Goal:
From the line with "Keypoint placement rule: for each instance of the wooden barrel" down to the final line of the material below, quote every line exactly and leave out all lines before it.
## START Provided data
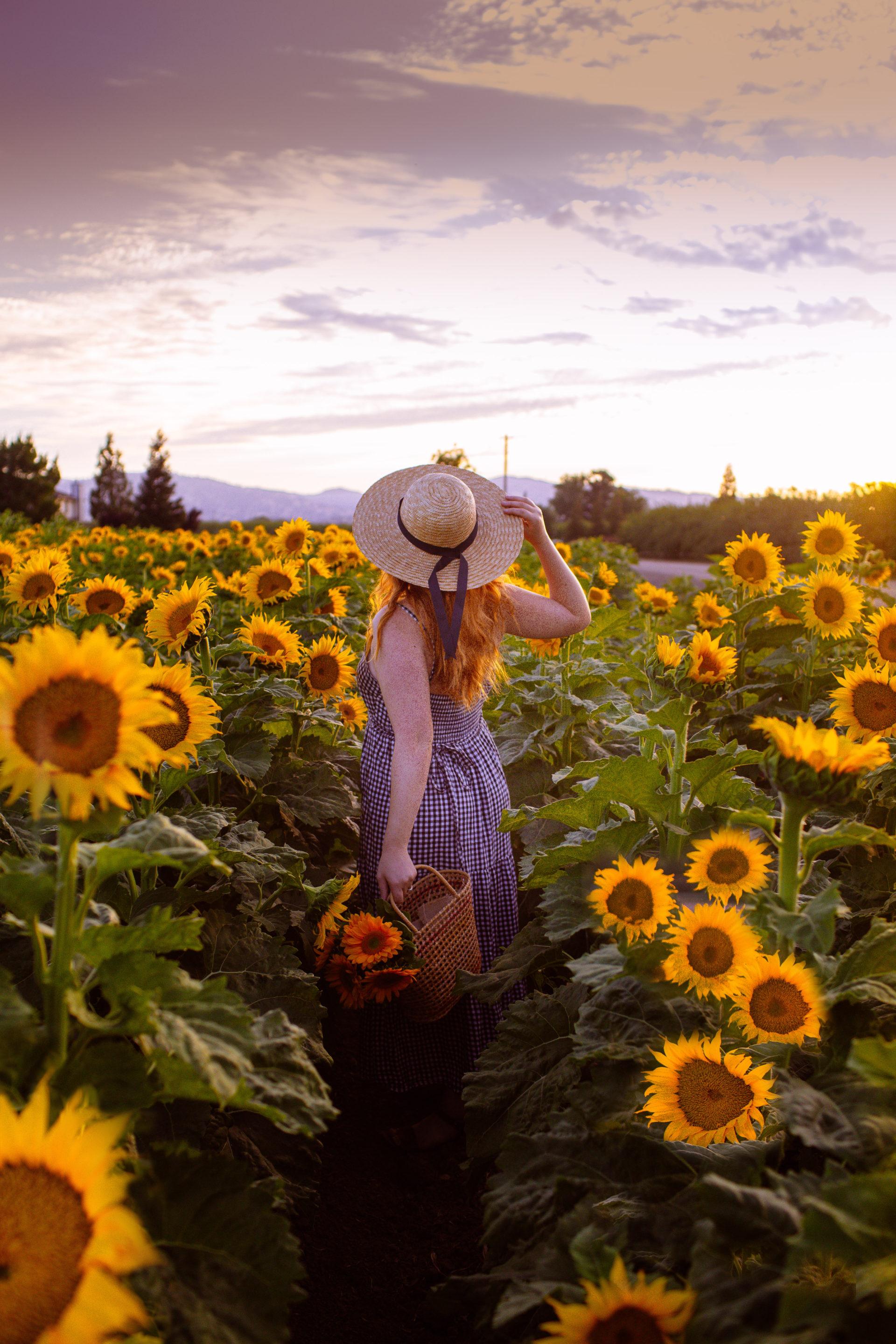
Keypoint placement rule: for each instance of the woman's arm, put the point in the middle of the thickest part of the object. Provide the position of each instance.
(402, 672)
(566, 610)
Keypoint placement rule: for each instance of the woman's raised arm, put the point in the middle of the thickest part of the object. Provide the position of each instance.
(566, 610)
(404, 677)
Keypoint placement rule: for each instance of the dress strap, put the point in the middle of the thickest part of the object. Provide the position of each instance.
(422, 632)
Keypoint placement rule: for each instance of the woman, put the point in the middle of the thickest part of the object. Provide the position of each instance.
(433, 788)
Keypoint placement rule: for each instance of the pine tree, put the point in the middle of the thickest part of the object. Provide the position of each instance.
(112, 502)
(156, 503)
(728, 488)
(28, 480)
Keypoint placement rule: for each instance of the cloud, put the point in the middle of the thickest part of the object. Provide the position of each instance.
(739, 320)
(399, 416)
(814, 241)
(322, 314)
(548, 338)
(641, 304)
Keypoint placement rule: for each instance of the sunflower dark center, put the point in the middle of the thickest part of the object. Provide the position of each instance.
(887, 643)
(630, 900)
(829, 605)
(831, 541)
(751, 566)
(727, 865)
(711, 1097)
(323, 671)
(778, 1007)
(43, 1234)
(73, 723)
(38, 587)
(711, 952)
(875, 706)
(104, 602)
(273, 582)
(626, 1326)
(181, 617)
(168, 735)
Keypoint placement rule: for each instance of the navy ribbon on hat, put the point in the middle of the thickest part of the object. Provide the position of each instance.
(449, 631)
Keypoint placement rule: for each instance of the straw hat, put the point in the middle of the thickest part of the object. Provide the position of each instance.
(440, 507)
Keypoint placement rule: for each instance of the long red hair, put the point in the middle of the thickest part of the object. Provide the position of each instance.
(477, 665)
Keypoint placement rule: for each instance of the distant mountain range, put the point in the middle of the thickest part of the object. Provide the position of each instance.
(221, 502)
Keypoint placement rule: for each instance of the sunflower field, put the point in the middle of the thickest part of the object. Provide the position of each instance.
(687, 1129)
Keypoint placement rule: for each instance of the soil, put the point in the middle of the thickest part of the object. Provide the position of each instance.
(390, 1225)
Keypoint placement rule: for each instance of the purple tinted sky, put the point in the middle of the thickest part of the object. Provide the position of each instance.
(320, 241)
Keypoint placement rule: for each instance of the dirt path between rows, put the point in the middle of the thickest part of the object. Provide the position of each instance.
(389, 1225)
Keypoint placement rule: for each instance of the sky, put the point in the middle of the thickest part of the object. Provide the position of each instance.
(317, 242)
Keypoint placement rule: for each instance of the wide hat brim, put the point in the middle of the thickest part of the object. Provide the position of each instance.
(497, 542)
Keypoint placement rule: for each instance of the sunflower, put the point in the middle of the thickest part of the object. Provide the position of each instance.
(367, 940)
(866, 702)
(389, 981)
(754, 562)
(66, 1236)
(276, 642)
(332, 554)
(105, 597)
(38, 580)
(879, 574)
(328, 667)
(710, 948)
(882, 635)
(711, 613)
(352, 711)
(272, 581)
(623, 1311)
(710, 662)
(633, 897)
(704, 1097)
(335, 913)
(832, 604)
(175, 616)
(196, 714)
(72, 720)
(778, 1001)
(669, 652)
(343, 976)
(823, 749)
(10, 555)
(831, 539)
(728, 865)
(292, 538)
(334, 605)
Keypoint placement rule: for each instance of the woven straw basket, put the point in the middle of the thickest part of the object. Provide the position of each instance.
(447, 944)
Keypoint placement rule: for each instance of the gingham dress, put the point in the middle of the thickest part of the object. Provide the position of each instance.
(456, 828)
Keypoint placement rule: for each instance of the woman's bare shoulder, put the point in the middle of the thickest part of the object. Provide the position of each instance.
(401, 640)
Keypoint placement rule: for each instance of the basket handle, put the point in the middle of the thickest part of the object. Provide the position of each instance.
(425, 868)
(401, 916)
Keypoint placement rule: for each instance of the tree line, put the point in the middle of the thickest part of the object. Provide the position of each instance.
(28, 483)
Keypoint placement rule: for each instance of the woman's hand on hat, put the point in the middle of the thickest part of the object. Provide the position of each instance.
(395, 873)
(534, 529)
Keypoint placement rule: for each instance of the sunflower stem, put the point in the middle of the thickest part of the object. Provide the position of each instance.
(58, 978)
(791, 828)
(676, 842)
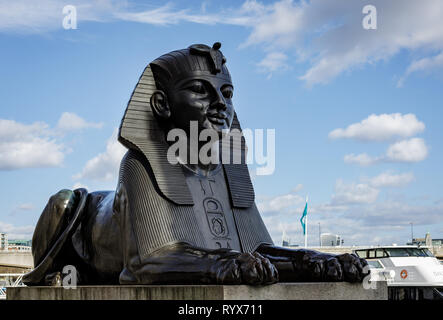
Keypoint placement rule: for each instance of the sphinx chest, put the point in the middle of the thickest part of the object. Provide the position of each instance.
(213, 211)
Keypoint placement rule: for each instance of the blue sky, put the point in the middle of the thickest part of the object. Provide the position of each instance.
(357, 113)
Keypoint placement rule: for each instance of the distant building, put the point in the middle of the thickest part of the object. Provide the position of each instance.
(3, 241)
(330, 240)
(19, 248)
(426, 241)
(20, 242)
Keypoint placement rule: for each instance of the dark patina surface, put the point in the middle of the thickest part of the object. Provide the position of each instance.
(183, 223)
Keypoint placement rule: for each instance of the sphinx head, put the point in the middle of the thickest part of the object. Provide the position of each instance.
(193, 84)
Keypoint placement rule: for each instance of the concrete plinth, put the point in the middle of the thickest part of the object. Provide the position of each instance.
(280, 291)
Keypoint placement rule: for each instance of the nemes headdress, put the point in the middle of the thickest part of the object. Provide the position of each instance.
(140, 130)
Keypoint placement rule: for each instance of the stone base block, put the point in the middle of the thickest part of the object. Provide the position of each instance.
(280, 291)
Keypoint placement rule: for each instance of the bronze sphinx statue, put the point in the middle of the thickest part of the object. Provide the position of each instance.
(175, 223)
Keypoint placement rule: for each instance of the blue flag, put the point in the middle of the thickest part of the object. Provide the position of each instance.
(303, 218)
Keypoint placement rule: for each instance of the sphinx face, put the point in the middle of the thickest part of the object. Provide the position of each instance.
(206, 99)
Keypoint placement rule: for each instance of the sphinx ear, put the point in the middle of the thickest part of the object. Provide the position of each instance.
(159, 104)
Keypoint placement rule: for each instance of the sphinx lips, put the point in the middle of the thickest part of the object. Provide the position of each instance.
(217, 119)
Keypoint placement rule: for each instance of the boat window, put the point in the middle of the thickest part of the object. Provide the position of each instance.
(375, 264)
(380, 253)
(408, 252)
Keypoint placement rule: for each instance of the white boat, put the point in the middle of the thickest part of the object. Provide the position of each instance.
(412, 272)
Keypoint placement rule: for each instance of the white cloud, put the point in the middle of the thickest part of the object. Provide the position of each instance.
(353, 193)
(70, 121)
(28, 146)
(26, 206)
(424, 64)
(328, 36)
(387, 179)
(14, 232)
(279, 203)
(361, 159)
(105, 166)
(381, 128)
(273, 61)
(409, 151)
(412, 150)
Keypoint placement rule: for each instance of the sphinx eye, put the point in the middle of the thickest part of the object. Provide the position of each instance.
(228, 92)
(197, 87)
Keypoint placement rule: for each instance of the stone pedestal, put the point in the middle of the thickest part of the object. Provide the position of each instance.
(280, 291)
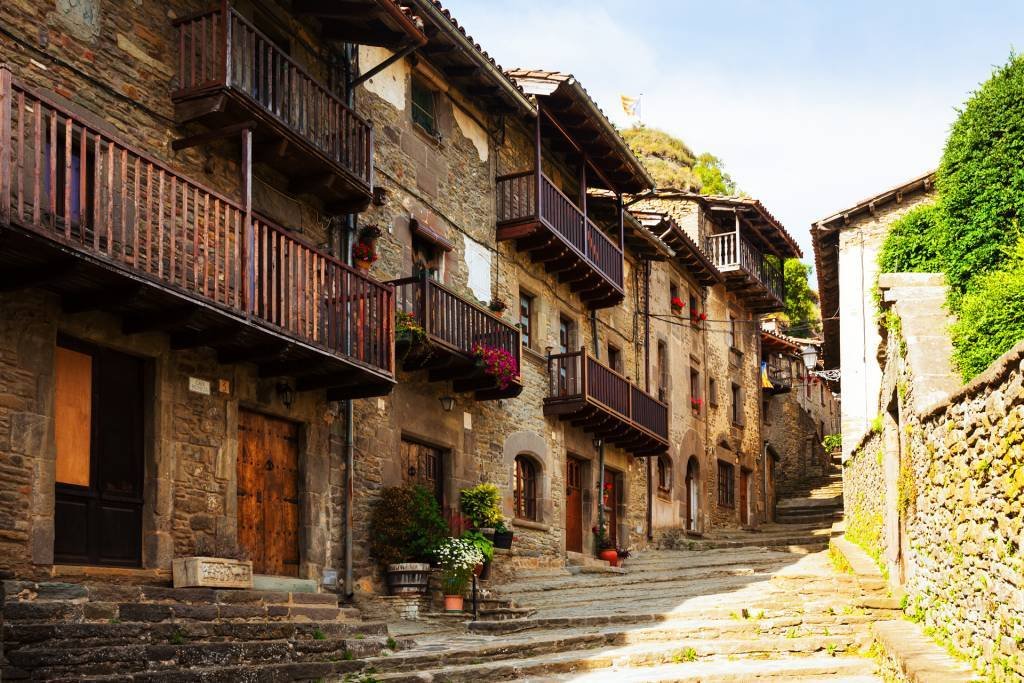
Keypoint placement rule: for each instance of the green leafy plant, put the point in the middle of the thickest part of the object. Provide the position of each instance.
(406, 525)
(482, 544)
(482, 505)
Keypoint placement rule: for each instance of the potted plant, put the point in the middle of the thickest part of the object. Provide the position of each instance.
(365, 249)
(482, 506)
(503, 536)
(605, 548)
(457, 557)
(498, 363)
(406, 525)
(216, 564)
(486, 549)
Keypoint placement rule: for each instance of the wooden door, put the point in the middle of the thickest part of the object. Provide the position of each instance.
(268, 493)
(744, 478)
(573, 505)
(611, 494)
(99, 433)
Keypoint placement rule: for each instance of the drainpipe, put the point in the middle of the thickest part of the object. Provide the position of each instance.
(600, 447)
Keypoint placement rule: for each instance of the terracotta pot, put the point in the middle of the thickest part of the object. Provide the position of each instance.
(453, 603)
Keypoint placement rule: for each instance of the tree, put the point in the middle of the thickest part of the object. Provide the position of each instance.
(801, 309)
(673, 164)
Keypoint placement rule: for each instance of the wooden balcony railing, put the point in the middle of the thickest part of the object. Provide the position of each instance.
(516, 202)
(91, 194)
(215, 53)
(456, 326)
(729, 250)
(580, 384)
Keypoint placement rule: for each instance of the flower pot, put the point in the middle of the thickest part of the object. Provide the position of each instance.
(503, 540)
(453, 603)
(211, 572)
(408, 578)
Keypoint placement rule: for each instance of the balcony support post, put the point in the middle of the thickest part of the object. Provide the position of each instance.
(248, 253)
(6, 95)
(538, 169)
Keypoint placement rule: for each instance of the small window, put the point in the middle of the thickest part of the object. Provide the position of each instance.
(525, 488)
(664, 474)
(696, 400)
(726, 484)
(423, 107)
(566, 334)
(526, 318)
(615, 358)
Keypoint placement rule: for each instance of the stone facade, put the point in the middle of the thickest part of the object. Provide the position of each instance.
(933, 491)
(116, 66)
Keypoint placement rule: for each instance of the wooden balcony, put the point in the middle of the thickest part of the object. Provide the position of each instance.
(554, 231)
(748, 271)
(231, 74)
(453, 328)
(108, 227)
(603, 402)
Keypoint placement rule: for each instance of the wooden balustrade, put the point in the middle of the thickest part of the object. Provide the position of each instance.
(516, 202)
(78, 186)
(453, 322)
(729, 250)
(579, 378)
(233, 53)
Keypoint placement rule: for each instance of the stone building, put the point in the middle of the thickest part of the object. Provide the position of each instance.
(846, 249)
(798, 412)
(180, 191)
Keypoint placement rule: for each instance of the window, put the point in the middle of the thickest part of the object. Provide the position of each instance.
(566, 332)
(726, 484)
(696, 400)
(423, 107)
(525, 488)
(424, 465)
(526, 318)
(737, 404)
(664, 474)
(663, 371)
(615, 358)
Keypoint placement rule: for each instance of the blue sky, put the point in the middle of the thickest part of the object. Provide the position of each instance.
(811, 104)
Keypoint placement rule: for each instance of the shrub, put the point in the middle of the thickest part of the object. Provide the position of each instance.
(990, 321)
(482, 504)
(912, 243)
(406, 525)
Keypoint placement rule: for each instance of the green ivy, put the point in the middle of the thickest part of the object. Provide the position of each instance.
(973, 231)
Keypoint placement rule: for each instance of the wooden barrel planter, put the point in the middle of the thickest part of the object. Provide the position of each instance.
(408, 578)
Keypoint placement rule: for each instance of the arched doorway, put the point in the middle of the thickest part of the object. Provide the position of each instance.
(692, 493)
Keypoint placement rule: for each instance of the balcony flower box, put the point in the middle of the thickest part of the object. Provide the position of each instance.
## END Provided data
Full solution:
Keypoint placement rule: for each instance of the wooden barrel planter, put the point in the middle of the thickest part of the object. Provide the position of each instance.
(408, 578)
Keypoint placement rule: for each instance of the arched doorway, put the point in the middle of the thickest part of the object. Provide the position of each instance.
(692, 493)
Keypoint placement rule: for each instance of the balcony flower box, put the point in the middle of the thickest part of the object. Provide the position of each instance.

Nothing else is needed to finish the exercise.